**What this task involves:** Reproduce the data below line for line, without the pictures.
[START Information shown]
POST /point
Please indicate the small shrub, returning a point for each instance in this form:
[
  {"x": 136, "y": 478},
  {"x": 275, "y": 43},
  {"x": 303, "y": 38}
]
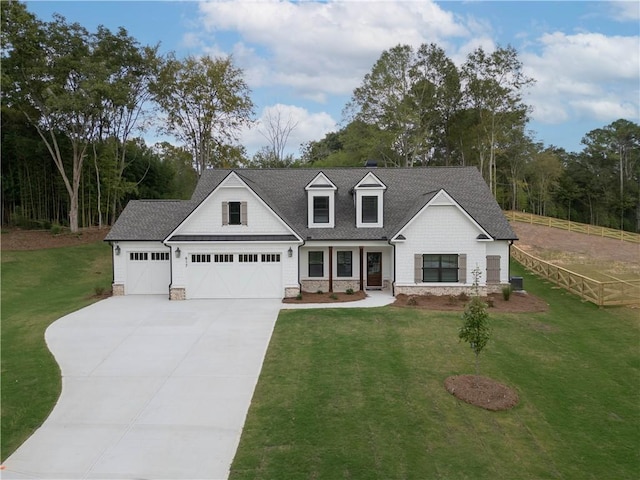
[END Information shown]
**Exercise answer:**
POST /point
Please indicate the small shrub, returning a point for each instance in this form:
[
  {"x": 136, "y": 478},
  {"x": 275, "y": 43},
  {"x": 303, "y": 38}
]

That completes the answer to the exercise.